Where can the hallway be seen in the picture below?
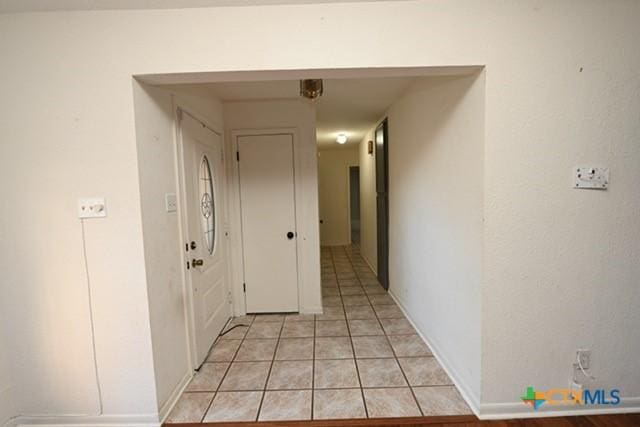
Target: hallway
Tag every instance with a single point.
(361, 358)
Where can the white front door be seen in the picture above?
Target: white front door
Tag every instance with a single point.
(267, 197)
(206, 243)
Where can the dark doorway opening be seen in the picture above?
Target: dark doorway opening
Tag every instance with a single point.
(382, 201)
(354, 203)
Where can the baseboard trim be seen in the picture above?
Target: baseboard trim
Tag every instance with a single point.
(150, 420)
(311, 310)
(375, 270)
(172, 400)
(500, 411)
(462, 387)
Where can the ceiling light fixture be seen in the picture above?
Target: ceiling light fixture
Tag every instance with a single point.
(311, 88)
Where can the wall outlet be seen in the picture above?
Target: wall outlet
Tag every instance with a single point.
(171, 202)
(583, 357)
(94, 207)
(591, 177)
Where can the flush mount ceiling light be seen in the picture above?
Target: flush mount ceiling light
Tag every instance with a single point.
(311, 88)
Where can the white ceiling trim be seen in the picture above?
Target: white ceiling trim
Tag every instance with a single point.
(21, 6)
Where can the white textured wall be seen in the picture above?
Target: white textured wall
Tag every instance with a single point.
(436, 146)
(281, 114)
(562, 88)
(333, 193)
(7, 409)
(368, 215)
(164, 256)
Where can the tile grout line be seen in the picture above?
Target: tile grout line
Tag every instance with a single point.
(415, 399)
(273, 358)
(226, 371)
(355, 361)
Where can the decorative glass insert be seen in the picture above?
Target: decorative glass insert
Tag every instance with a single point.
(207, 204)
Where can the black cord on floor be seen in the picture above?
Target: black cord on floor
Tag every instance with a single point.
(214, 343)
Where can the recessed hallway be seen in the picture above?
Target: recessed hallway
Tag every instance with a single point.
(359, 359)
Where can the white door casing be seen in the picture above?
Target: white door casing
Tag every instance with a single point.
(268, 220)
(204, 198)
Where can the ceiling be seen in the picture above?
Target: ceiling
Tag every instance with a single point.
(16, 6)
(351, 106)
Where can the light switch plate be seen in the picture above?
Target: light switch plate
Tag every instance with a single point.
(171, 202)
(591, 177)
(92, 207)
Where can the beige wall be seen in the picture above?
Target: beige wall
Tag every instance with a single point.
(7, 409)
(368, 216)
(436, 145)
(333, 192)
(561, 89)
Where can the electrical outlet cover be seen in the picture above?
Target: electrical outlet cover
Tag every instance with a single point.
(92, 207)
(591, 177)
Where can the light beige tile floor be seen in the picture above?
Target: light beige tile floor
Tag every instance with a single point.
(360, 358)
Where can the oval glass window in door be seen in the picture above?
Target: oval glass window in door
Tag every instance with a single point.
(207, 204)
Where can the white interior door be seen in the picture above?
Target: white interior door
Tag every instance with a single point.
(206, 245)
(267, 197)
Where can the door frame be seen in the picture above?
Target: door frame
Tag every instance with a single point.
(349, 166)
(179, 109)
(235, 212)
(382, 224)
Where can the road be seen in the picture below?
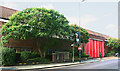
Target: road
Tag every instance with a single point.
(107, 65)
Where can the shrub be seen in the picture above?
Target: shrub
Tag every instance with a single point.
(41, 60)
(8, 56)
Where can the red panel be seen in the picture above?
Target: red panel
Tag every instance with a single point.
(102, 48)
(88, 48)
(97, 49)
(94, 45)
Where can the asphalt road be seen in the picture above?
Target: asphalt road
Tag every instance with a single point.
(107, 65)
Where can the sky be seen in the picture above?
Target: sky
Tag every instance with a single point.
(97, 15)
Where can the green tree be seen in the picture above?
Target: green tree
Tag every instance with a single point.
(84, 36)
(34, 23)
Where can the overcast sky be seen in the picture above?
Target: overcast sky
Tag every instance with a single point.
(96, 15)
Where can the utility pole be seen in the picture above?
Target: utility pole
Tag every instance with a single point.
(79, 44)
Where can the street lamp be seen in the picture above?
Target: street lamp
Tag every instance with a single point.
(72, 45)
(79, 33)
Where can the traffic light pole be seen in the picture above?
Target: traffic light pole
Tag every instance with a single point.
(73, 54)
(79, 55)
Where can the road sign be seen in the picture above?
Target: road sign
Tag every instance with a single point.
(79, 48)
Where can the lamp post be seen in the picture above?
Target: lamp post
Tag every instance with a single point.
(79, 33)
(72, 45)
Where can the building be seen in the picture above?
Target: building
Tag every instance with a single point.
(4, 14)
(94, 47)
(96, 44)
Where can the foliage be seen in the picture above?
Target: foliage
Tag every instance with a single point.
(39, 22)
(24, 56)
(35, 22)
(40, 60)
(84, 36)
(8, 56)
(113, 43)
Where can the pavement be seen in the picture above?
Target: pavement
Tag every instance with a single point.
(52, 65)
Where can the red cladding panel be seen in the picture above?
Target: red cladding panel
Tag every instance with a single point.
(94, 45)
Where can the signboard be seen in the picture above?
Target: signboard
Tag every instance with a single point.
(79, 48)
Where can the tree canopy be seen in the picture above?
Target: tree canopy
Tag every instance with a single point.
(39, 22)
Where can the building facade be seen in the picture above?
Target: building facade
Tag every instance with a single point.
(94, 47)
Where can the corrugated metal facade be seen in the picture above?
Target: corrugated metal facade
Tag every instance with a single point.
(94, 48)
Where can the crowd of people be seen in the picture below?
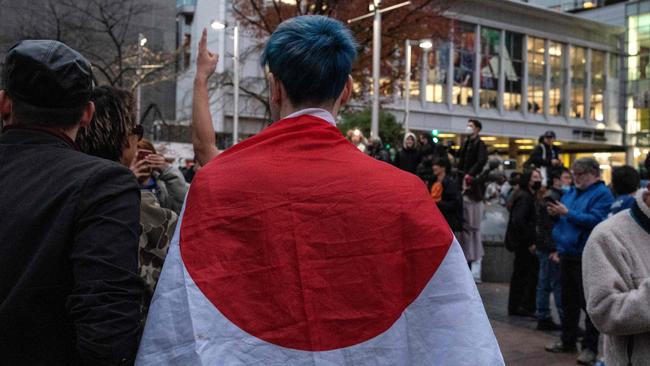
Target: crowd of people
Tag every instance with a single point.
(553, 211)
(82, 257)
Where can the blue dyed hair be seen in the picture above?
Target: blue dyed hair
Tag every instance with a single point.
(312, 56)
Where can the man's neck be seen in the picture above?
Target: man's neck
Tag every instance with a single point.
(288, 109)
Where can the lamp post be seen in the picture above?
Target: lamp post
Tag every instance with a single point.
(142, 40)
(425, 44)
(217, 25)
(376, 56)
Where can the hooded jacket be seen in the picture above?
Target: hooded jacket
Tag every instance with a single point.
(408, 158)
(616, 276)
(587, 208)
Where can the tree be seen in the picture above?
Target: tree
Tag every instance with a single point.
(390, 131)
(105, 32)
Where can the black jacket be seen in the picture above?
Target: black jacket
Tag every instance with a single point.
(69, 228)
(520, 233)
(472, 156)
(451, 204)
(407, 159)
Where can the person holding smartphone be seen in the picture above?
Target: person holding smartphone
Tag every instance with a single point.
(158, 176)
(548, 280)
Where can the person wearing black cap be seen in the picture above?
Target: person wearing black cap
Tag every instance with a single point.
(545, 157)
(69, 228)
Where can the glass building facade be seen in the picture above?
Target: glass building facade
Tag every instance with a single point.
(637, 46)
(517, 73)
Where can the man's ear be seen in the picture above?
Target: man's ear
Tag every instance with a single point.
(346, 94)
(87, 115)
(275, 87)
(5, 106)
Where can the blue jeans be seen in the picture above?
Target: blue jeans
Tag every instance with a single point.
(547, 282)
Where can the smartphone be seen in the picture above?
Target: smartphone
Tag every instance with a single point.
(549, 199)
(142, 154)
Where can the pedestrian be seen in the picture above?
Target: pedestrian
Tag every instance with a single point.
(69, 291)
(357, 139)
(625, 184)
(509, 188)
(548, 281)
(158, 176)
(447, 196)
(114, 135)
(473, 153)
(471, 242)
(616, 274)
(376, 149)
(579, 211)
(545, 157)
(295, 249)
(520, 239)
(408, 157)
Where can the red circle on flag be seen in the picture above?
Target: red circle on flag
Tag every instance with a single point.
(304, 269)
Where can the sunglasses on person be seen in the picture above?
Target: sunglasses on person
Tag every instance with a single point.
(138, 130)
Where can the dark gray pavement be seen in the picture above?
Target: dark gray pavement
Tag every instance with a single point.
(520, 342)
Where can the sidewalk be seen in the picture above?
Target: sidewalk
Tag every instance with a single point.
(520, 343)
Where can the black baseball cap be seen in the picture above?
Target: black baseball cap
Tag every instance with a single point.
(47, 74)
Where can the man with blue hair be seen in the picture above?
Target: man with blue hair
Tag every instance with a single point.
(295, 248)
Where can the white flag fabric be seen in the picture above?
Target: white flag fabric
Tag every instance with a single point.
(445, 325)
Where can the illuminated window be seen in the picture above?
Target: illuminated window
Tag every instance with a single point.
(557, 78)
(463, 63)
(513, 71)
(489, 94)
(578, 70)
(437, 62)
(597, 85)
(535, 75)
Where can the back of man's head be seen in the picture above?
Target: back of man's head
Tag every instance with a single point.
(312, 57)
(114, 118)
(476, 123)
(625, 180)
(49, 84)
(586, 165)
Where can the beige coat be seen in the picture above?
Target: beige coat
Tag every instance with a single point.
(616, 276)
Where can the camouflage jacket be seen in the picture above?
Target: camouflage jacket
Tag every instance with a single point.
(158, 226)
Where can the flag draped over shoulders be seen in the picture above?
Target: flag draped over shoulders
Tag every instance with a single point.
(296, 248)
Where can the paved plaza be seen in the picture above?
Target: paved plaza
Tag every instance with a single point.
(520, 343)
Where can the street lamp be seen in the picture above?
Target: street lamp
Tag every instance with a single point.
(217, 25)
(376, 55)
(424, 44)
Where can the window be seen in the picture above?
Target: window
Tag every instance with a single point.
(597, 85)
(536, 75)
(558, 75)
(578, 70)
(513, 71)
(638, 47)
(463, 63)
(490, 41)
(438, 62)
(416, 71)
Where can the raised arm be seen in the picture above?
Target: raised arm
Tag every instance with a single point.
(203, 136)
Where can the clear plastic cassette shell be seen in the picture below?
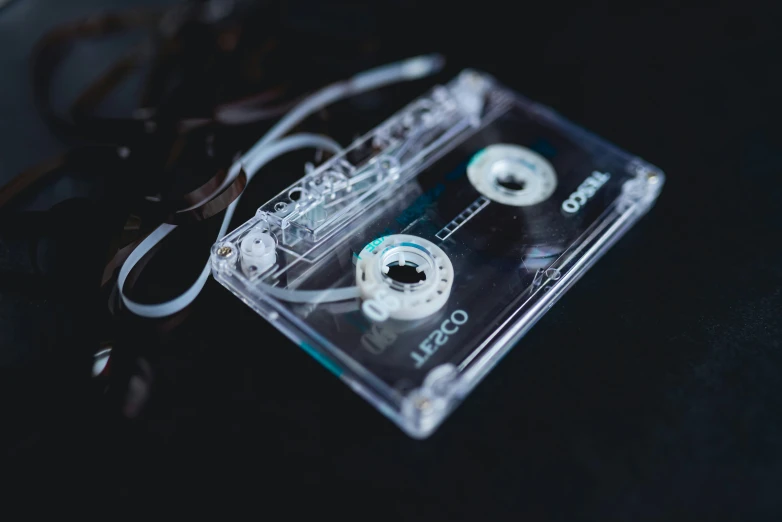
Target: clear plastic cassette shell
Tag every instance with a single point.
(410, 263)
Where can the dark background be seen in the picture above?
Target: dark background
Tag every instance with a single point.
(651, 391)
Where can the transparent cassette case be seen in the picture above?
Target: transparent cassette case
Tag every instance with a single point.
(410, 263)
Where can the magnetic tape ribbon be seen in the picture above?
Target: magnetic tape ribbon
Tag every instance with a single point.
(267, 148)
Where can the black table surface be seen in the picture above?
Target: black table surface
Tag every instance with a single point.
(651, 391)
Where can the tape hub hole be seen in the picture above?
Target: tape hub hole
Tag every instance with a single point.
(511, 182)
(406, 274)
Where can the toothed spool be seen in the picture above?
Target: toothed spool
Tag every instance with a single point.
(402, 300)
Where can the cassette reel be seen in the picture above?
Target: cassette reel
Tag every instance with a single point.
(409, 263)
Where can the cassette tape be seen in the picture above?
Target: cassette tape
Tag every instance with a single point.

* _Problem details_
Update the material from the line containing "Where can the toothed" through the end, replacing "cassette reel" with "tape reel" and leaving everything else as it is.

* _Correct output_
Where can the toothed spool be seen in the picture above?
Target: toothed spool
Tag every instance with a single point.
(402, 300)
Where can the tape reel be seen in the picture above?
Target: tape reel
Tag every instance with a single point.
(409, 263)
Where can the cassette tape be seen in the picture above?
Target: cassette tape
Tag every instance with a single point.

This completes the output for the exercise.